Document section:
§ §
Yo folks
Does anyone have a suggestion as to what might be causing this? It's
in 1.2.4 release, if that helps. We are trying to test the cluster, so
it could be hardware problems - we just want to narrow it down if we
can. Any debug suggestions would also be welcome.
Thanks
Ralph
Begin forwarded message:
From: Craig Idler <c...@lanl.gov>
Date: August 28, 2008 9:43:11 AM MDT
To: tlcc-inst...@lanl.gov
Cc: Trent D'Hooge <tdho...@llnl.gov>
Subject: error on QCD run
I've seen the following error a couple of times now during a QCD
multi-node run. Does this indicate a MPI driver issue or maybe a IB
network problem?
--------
Input file generated. Current time is: Thu Aug 28 00:38:47 2008 UTC
Starting executable preplat via "mpirun -np 512 ./preplat"
[0,1,452][btl_openib_component.c:1338:btl_openib_component_progress]
from loa126 to: loa119 error polling HP CQ with status LOCAL QP
OPERATION ERROR s
tatus number 2 for wr_id 141710328 opcode -1
mlx4: local QP operation err (QPN 8800ae, WQE index bfab0000, vendor
syndrome 6f, opcode = 5e)
mpirun noticed that job rank 0 with PID 10676 on node loa031 exited
on signal 15 (Terminated).
510 additional processes aborted (not shown)
mpirun finished with code 36608
--------
Thanks for any insight.
Craig
§ §
Set exercise 1: In the mailing list post, how many processes does the mpirun command launch?

Records shown:
§ §
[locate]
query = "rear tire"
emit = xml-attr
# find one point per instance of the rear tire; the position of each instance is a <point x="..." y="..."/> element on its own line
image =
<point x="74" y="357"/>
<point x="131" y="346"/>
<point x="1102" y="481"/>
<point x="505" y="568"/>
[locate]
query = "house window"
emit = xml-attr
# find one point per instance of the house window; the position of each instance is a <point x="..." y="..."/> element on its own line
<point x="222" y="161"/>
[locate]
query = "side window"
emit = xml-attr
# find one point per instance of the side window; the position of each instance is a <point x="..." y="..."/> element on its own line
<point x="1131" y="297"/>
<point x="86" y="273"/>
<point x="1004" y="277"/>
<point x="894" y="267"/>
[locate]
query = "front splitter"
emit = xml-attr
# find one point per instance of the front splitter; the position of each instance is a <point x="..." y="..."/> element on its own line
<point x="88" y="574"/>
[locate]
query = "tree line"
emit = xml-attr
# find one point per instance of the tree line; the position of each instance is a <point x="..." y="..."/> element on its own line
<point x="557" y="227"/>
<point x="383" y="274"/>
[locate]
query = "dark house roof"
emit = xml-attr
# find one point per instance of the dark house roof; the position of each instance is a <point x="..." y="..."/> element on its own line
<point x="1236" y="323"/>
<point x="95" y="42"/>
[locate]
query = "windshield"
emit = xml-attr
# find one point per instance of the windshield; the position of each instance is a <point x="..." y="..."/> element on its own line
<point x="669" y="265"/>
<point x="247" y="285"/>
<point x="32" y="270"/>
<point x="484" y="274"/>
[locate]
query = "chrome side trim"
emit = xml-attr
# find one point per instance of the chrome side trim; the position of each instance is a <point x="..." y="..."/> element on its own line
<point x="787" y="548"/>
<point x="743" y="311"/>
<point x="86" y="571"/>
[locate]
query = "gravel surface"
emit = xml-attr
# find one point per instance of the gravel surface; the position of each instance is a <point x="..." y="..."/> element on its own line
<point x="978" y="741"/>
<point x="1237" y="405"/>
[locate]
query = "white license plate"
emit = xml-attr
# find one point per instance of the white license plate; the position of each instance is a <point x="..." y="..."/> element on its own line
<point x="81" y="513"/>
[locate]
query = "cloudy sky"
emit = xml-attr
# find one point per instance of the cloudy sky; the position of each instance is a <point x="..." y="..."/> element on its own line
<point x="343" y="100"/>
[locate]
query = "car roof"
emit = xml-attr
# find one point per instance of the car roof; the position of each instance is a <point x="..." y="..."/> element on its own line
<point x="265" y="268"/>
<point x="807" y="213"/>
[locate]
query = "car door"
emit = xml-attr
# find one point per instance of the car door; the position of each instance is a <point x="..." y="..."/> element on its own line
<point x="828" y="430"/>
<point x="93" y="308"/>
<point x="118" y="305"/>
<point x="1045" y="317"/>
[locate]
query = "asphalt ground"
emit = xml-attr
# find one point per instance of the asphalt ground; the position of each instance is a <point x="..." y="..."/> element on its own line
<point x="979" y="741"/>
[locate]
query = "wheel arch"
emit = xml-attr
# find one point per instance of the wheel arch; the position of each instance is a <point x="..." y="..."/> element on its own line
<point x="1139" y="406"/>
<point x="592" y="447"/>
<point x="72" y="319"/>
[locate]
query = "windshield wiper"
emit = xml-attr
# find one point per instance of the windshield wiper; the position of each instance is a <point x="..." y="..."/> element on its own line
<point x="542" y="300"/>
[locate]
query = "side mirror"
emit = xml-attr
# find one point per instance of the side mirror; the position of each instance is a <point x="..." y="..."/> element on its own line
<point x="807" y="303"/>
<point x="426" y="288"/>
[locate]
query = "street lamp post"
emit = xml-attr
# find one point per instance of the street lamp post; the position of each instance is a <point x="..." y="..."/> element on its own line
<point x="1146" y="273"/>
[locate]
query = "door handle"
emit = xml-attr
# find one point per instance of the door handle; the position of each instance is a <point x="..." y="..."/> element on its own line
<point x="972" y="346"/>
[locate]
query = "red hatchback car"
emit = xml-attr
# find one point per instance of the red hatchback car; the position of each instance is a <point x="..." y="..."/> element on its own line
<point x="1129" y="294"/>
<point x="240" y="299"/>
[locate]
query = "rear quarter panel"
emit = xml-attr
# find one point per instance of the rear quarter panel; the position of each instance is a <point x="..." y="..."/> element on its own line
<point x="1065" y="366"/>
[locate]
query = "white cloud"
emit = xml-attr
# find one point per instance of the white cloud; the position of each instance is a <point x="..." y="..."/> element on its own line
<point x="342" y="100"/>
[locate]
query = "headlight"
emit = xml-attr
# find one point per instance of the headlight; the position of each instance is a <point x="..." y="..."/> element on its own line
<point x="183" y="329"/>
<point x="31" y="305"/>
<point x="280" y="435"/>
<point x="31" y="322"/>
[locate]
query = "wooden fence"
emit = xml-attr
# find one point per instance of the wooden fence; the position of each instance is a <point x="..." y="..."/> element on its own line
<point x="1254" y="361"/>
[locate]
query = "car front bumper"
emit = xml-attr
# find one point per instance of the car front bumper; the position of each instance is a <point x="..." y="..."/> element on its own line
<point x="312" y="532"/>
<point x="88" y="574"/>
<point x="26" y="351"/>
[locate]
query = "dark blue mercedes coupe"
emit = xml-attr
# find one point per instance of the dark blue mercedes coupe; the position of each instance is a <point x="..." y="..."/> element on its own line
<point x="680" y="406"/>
§ §
Set exercise 2: Find every line in the records that contains the string "wiper".

Output 1: 512

Output 2:
query = "windshield wiper"
# find one point per instance of the windshield wiper; the position of each instance is a <point x="..." y="..."/> element on its own line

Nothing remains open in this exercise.